Task goal: Copy the rows below word for word, leaving out the pictures.

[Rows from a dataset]
<<<<
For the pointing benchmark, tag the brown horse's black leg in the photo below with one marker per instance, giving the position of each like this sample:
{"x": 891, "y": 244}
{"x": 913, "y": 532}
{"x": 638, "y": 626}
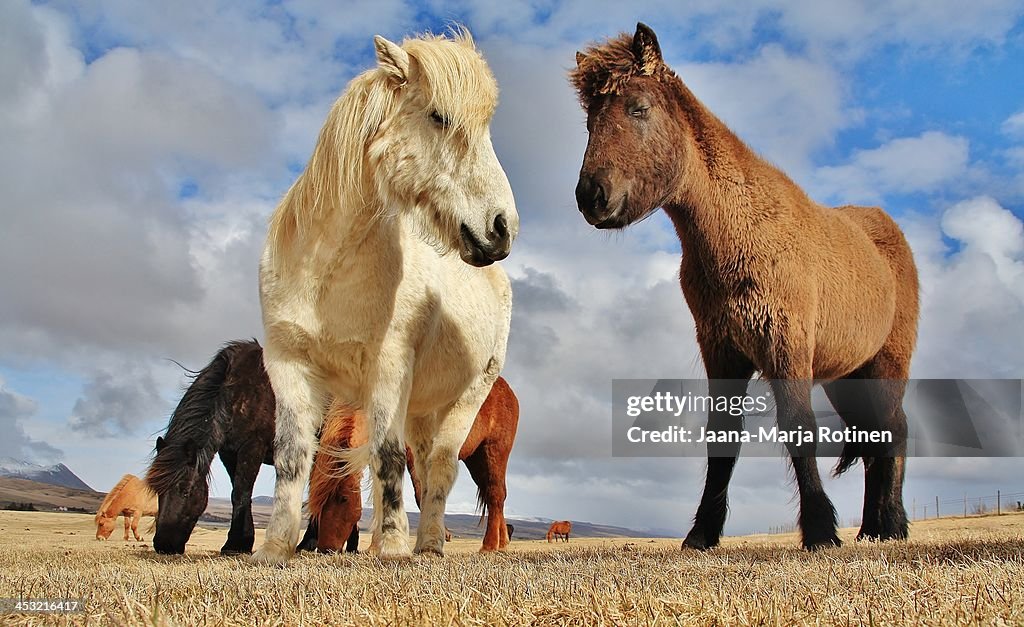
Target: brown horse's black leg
>>>>
Task output:
For the pointing benchmark, tag the brown horse's black leg in the photo below with one marker per instance, giving the position of each like this sample:
{"x": 891, "y": 244}
{"x": 913, "y": 532}
{"x": 638, "y": 626}
Target: brown horse's black leg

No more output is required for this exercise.